◆ Task brief
Copy the records below word for word, beginning at the line that contains "Scan for white power" and continuing through the last line of the records.
╭─ Provided data
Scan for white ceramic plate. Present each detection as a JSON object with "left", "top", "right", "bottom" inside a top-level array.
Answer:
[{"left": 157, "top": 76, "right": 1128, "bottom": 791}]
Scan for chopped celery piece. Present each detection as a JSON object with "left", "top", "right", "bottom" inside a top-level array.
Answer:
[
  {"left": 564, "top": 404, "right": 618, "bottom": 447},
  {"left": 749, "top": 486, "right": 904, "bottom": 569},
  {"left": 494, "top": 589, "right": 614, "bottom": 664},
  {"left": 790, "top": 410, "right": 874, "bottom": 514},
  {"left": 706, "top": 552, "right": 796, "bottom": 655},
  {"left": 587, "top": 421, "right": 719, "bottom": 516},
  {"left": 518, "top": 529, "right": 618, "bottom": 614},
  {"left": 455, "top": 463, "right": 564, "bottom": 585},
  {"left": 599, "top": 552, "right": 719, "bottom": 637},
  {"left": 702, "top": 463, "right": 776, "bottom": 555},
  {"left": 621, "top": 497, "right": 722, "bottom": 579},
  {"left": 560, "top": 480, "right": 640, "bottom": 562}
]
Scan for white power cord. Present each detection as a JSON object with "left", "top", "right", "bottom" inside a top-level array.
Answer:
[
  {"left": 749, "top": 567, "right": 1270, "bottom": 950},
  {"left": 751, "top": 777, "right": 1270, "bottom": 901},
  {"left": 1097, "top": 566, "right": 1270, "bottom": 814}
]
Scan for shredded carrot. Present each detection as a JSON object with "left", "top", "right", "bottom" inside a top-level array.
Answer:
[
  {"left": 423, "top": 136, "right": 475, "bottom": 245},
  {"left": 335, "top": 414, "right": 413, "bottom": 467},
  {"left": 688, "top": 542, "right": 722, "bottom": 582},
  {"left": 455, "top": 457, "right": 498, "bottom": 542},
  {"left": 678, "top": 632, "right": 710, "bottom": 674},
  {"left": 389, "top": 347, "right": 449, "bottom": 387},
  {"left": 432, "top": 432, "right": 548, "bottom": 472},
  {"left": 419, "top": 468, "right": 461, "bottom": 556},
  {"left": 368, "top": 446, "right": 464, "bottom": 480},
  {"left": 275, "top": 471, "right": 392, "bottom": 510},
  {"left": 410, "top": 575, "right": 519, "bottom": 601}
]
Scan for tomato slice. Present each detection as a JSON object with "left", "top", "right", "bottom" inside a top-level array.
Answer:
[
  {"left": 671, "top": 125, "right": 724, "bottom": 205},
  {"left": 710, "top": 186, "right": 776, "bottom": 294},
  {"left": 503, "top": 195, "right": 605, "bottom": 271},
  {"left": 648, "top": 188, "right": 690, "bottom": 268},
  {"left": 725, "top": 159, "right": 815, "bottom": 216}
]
╰─
◆ Reply to the exercise
Scan for white power cord. Present each detection as a JSON object with "left", "top", "right", "bottom" inside a top-level array.
Answer:
[
  {"left": 749, "top": 567, "right": 1270, "bottom": 950},
  {"left": 751, "top": 777, "right": 1270, "bottom": 901},
  {"left": 1097, "top": 566, "right": 1270, "bottom": 814}
]
Scan for shredded carrot. Present each detection as a JSON object with "left", "top", "right", "bottom" inside a top-level array.
Answer:
[
  {"left": 423, "top": 136, "right": 475, "bottom": 245},
  {"left": 335, "top": 414, "right": 413, "bottom": 467},
  {"left": 688, "top": 542, "right": 722, "bottom": 582},
  {"left": 455, "top": 457, "right": 498, "bottom": 542},
  {"left": 678, "top": 632, "right": 710, "bottom": 674},
  {"left": 389, "top": 347, "right": 449, "bottom": 387},
  {"left": 432, "top": 432, "right": 548, "bottom": 472},
  {"left": 419, "top": 468, "right": 461, "bottom": 556},
  {"left": 368, "top": 446, "right": 464, "bottom": 480},
  {"left": 275, "top": 471, "right": 392, "bottom": 510},
  {"left": 410, "top": 575, "right": 519, "bottom": 601}
]
Scan for tomato slice. Present each detection as a JSON object with "left", "top", "right", "bottom" inside a top-level array.
Answer:
[
  {"left": 671, "top": 125, "right": 724, "bottom": 205},
  {"left": 710, "top": 186, "right": 776, "bottom": 294},
  {"left": 503, "top": 195, "right": 605, "bottom": 271},
  {"left": 648, "top": 188, "right": 690, "bottom": 268},
  {"left": 725, "top": 159, "right": 815, "bottom": 216}
]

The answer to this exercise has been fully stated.